# Other Uses for Firewood



## Gazing in Wonder (Oct 15, 2014)

We got kittens this summer, and they were getting into trouble as kittens do, so I thought I'd make them something that they could climb on. I had also noticed while stacking that some of my firewood this year looked almost too good to burn. The result was a set of firewood stairs leaning on a scratching post and leading up to a platform. I felt a bit like a lunatic sanding, staining, and polyurethaning firewood, but I'm happy with the result. I thought I'd share some pictures:


----------



## Rossco (Oct 15, 2014)

Very innovative. Would never have thought about a firewood stair way. 

Another use. Decoration. My wife doesn't want me to touch the wood stacks. Very rustic.


----------



## PDXpyro (Oct 15, 2014)

That's great!  I've often noticed individual splits here and there that take on a form that could be functionally or aesthetically useful, but that momentary notice usually gets shrugged off in the heat (heh) of the moment, and into the burn stacks they go... this could be an inspiration to keep a special pile for possible future crafty uses.

[Raw records]
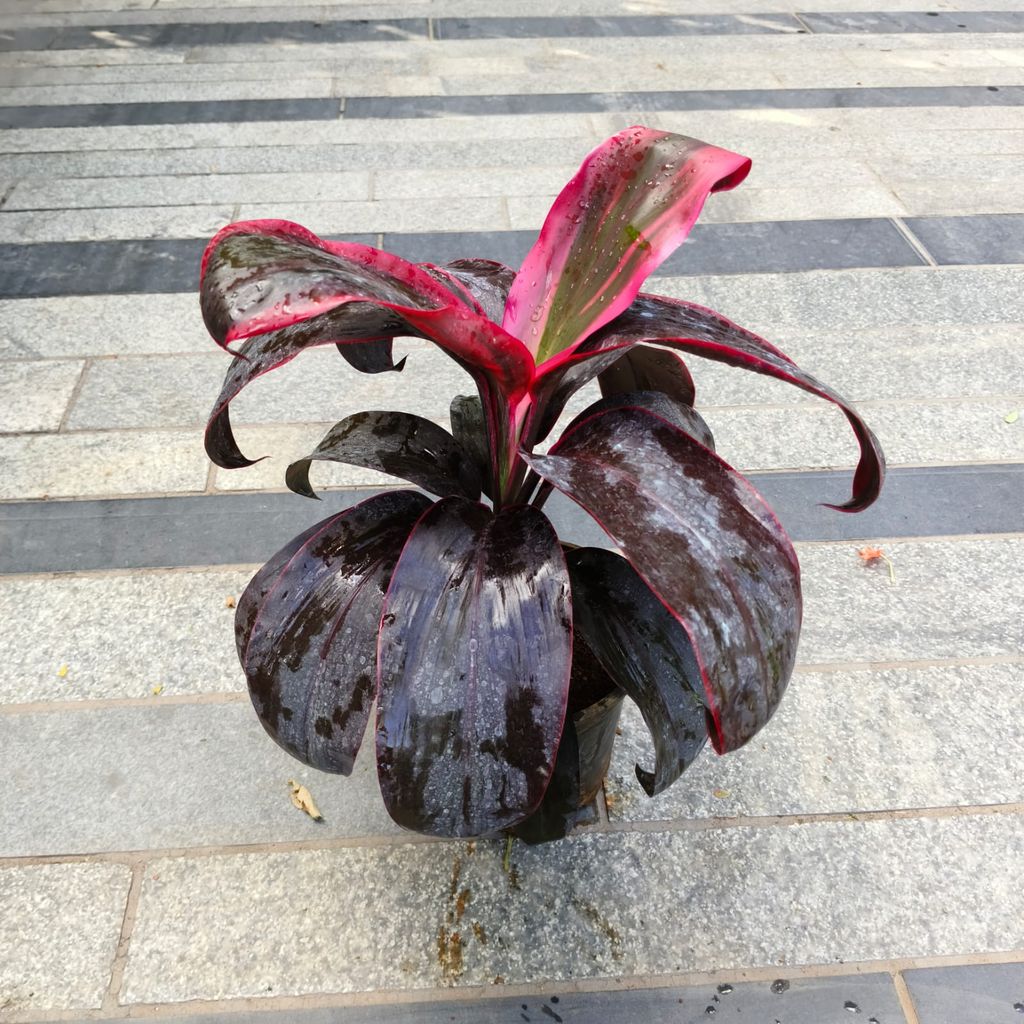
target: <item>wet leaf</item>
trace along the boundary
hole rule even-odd
[[[292,798],[292,803],[295,807],[308,814],[313,821],[324,820],[324,815],[321,814],[319,809],[313,802],[312,794],[304,785],[296,782],[294,778],[288,780],[288,795]]]

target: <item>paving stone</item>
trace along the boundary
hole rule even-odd
[[[4,857],[400,834],[372,732],[349,778],[328,775],[278,746],[248,699],[7,715],[0,735]],[[309,787],[322,822],[292,806],[289,779]]]
[[[5,1017],[99,1008],[130,880],[123,864],[0,867]]]
[[[1018,1024],[1024,1006],[1024,965],[975,964],[903,974],[921,1024],[955,1020]]]
[[[492,843],[155,861],[124,999],[754,966],[784,978],[786,965],[1024,940],[1015,815],[584,834],[516,847],[513,863],[510,876]]]
[[[779,996],[770,982],[638,988],[627,991],[565,992],[562,985],[527,996],[500,998],[496,987],[471,1000],[436,998],[424,1002],[345,1006],[321,1010],[260,1011],[265,1024],[476,1024],[493,1021],[620,1021],[647,1024],[703,1024],[716,1013],[777,1019]],[[525,999],[525,1001],[524,1001]],[[884,974],[834,978],[794,978],[785,990],[784,1012],[793,1024],[847,1024],[849,1005],[877,1020],[899,1020],[902,1011],[892,979]],[[530,1016],[530,1015],[534,1016]],[[868,1018],[870,1019],[870,1018]],[[162,1018],[167,1024],[220,1024],[216,1014]]]
[[[854,466],[857,442],[839,409],[821,401],[788,409],[700,406],[718,453],[742,471]],[[858,407],[892,466],[1022,462],[1024,429],[1006,417],[1024,395]],[[1019,422],[1019,421],[1018,421]]]
[[[1024,214],[914,217],[907,227],[938,263],[1024,263]]]
[[[154,430],[0,437],[0,499],[173,494],[206,486],[196,431]]]
[[[142,178],[70,178],[22,181],[5,210],[75,209],[83,207],[213,206],[272,203],[285,197],[308,202],[338,198],[370,199],[366,172],[325,174],[154,175]]]
[[[1024,86],[997,92],[986,86],[892,86],[817,89],[707,89],[693,91],[566,92],[476,96],[353,96],[346,120],[436,118],[541,112],[803,110],[831,106],[1018,106]],[[315,100],[308,100],[315,102]],[[152,122],[151,122],[152,123]],[[11,127],[23,127],[12,123]]]
[[[1024,541],[880,540],[895,583],[884,565],[865,567],[857,545],[801,546],[804,664],[1019,656],[1011,595],[1024,585]]]
[[[500,199],[416,199],[374,203],[306,203],[282,197],[273,205],[244,204],[240,219],[281,217],[306,224],[317,234],[345,238],[366,231],[427,231],[443,225],[452,231],[487,231],[505,224]]]
[[[1024,663],[798,672],[746,746],[725,757],[706,751],[653,799],[634,773],[654,759],[629,702],[605,783],[608,814],[649,821],[1018,803],[1024,793],[1007,752],[1024,743],[1014,712],[1022,678]],[[993,721],[997,738],[979,744]]]
[[[81,362],[12,362],[0,377],[0,433],[56,430]]]
[[[240,690],[234,612],[224,602],[251,577],[225,569],[0,580],[3,618],[20,624],[0,640],[0,701],[151,697],[154,686],[164,696]]]
[[[812,32],[1024,32],[1024,11],[803,13]]]
[[[313,438],[300,441],[282,444],[271,437],[254,451],[307,451]],[[368,497],[365,487],[326,487],[331,470],[317,467],[313,482],[328,504],[306,501],[281,489],[282,461],[274,465],[273,472],[259,477],[260,484],[278,488],[272,492],[0,504],[0,572],[260,563],[332,510]],[[848,497],[849,471],[775,470],[749,479],[795,541],[863,544],[880,537],[1024,531],[1017,501],[1024,463],[891,468],[882,498],[856,516],[838,515],[819,504]],[[256,486],[248,473],[226,470],[218,472],[214,482],[226,489]],[[396,484],[388,479],[384,485]],[[567,498],[553,495],[545,512],[565,540],[611,546],[607,535]]]
[[[0,302],[0,358],[209,352],[210,344],[195,293]]]

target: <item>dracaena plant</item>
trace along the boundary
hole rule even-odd
[[[366,412],[294,462],[288,485],[310,497],[318,460],[419,489],[377,494],[295,538],[236,616],[256,712],[299,760],[348,774],[376,707],[381,793],[400,825],[561,836],[600,783],[624,693],[653,739],[652,769],[637,767],[650,795],[707,739],[720,754],[745,743],[778,705],[800,631],[797,555],[716,454],[678,353],[837,403],[860,457],[836,508],[869,505],[884,464],[853,409],[777,348],[640,292],[709,195],[750,166],[692,138],[621,132],[584,161],[518,271],[413,264],[280,220],[231,224],[207,248],[203,314],[233,354],[206,436],[218,466],[251,464],[231,399],[314,346],[378,373],[401,369],[395,337],[425,338],[475,383],[454,398],[451,431]],[[540,454],[595,379],[602,397]],[[543,511],[553,488],[615,550],[560,539]]]

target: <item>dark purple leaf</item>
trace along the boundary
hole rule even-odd
[[[712,740],[742,745],[793,671],[800,566],[774,514],[738,473],[641,409],[578,424],[529,466],[582,505],[686,631]]]
[[[692,406],[696,397],[693,378],[675,352],[637,345],[621,355],[597,378],[605,397],[629,391],[662,391],[670,398]]]
[[[288,467],[286,483],[296,494],[315,498],[309,467],[322,461],[376,469],[442,497],[480,497],[480,474],[472,457],[442,427],[412,413],[369,412],[346,417],[305,459]]]
[[[570,660],[568,574],[544,514],[438,502],[406,545],[381,622],[377,766],[395,821],[482,836],[531,813]]]
[[[583,638],[635,701],[654,740],[654,771],[636,766],[648,797],[668,788],[708,738],[708,698],[686,631],[621,555],[568,555],[575,641]]]
[[[347,775],[376,689],[384,591],[430,501],[392,490],[310,527],[256,573],[236,639],[263,728],[305,764]]]
[[[483,423],[483,404],[479,395],[457,394],[449,410],[452,433],[469,453],[479,472],[484,494],[494,498],[488,481],[490,456],[487,452],[487,428]]]
[[[396,256],[325,242],[278,220],[225,227],[207,247],[202,273],[203,315],[214,339],[224,347],[250,339],[239,350],[207,428],[207,452],[217,465],[251,465],[231,434],[227,408],[256,377],[314,345],[364,345],[402,334],[433,341],[473,375],[485,397],[492,447],[501,471],[508,472],[509,408],[525,393],[534,360],[520,341],[449,285]],[[353,305],[372,311],[341,312]],[[349,315],[361,333],[352,332]]]
[[[683,242],[714,191],[751,162],[698,139],[634,126],[602,142],[555,200],[523,260],[503,326],[538,365],[618,315]]]

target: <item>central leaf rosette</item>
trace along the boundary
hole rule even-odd
[[[655,765],[638,776],[651,794],[709,736],[722,753],[765,724],[793,670],[799,566],[771,510],[716,455],[678,353],[836,402],[861,449],[839,508],[869,505],[884,464],[850,406],[764,339],[640,293],[708,197],[749,170],[728,151],[630,128],[584,161],[518,272],[486,260],[413,264],[286,221],[231,224],[210,243],[203,313],[234,356],[207,429],[218,465],[251,464],[231,430],[234,396],[306,348],[334,344],[379,373],[402,369],[395,337],[425,338],[476,385],[453,401],[451,432],[361,413],[289,468],[289,486],[309,497],[313,463],[336,461],[441,500],[371,498],[254,578],[239,604],[239,654],[286,750],[347,774],[376,701],[381,791],[396,821],[526,835],[539,809],[557,818],[553,794],[571,805],[593,792],[584,752],[596,743],[605,757],[608,742],[588,731],[585,690],[639,706]],[[602,399],[536,454],[595,379]],[[552,488],[621,554],[560,542],[542,511]]]

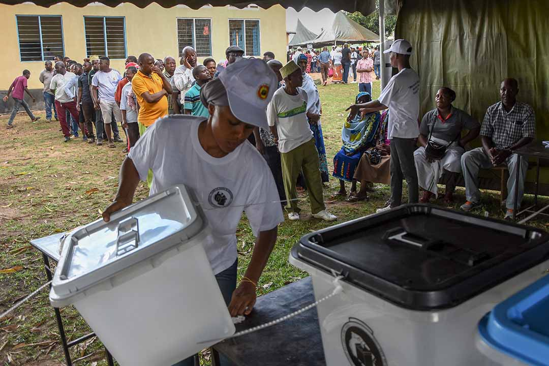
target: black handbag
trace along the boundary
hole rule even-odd
[[[453,143],[453,142],[457,139],[457,138],[461,134],[461,132],[457,134],[457,136],[447,145],[441,145],[434,141],[432,141],[431,136],[433,135],[433,130],[435,128],[435,124],[436,123],[436,120],[435,119],[434,122],[433,123],[433,126],[431,127],[430,131],[429,132],[427,144],[425,145],[425,154],[427,155],[427,159],[431,160],[440,160],[444,157],[444,154],[446,154],[446,149],[449,148]]]

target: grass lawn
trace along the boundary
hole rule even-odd
[[[328,165],[341,148],[341,128],[346,112],[357,94],[358,85],[319,86],[322,101],[322,128]],[[374,98],[379,95],[379,82],[374,82]],[[16,127],[4,129],[8,116],[0,117],[0,312],[31,292],[45,281],[42,257],[29,245],[31,239],[72,229],[99,217],[102,210],[114,197],[118,184],[118,170],[124,159],[123,144],[116,149],[82,142],[81,138],[63,142],[59,123],[42,120],[31,123],[19,114]],[[371,213],[389,198],[389,188],[377,185],[367,201],[349,204],[333,200],[339,189],[332,178],[324,188],[328,209],[343,222]],[[147,196],[143,184],[138,188],[137,199]],[[501,218],[503,211],[497,194],[487,193],[484,205],[476,211],[486,212]],[[455,208],[464,200],[458,189]],[[281,225],[276,247],[259,284],[263,294],[301,278],[307,274],[288,263],[290,250],[299,239],[311,231],[330,224],[311,219],[306,195],[301,196],[304,209],[301,221],[287,220]],[[532,224],[545,227],[545,222]],[[237,234],[240,259],[239,275],[242,275],[251,257],[254,238],[245,218]],[[62,310],[69,340],[89,331],[85,322],[71,307]],[[62,364],[63,352],[49,306],[48,291],[44,290],[5,319],[0,319],[0,364],[13,365]],[[81,365],[105,365],[100,342],[92,339],[74,347],[73,359],[89,357]],[[90,356],[91,355],[91,356]],[[206,360],[207,353],[203,355]]]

--- Requests ---
• A. How would you put this sentence from the firewood thread into Spanish: "I felt a bit like a lunatic sanding, staining, and polyurethaning firewood, but I'm happy with the result."
• B. Answer these questions about the firewood thread:
(i) What animals did the first poster get this summer?
(ii) What do the firewood stairs lean on?
(iii) What further use for firewood does Rossco name?
The lines above are separate material with no connection to the firewood thread.

--- Task solutions ---
• A. Me sentí un poco como un lunático lijando, tiñendo y aplicando poliuretano a la leña, pero estoy contento con el resultado.

• B.
(i) Kittens.
(ii) A scratching post.
(iii) Decoration.